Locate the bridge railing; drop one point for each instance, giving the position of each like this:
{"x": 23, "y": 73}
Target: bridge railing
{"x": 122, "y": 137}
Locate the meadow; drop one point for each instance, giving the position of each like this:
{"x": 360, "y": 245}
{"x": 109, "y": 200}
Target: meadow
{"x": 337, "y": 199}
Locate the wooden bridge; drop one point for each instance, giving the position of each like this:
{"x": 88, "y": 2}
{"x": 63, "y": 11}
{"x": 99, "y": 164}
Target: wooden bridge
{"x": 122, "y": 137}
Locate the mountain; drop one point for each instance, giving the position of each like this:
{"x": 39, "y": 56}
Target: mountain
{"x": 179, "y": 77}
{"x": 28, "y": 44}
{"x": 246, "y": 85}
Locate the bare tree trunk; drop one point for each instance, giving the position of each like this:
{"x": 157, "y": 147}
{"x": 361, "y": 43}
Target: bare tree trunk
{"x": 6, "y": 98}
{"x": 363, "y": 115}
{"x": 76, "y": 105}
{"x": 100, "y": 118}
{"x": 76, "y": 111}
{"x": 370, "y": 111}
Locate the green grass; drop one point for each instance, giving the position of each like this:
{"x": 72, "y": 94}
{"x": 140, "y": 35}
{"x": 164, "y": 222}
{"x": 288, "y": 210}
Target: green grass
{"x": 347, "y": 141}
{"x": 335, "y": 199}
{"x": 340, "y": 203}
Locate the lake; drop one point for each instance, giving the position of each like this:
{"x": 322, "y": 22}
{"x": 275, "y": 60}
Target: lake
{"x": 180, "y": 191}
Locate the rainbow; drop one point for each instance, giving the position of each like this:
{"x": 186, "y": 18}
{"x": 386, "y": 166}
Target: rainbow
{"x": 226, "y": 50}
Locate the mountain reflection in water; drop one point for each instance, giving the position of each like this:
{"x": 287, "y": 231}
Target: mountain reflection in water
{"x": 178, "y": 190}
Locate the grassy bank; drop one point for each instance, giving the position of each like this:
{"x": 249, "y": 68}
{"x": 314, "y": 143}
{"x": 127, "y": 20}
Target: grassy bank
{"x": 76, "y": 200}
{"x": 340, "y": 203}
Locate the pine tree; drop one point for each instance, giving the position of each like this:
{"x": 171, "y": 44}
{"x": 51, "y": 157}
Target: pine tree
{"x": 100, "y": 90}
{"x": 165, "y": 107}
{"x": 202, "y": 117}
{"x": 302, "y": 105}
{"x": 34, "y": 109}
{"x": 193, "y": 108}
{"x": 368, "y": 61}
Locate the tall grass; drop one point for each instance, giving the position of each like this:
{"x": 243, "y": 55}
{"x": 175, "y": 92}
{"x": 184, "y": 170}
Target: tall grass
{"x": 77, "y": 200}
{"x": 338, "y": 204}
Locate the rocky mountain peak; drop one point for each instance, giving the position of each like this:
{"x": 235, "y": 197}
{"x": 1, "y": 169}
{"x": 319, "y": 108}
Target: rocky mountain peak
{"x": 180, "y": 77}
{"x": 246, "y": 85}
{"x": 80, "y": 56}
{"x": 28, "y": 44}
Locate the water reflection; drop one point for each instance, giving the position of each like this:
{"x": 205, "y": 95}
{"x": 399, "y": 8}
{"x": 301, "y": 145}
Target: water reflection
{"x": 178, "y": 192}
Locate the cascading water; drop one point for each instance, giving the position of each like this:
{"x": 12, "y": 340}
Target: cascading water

★ ★ ★

Problem: From the records above, copy every line that includes the word "cascading".

Answer to the problem:
Locate the cascading water; drop one point for each instance, giving the position of each like this:
Target: cascading water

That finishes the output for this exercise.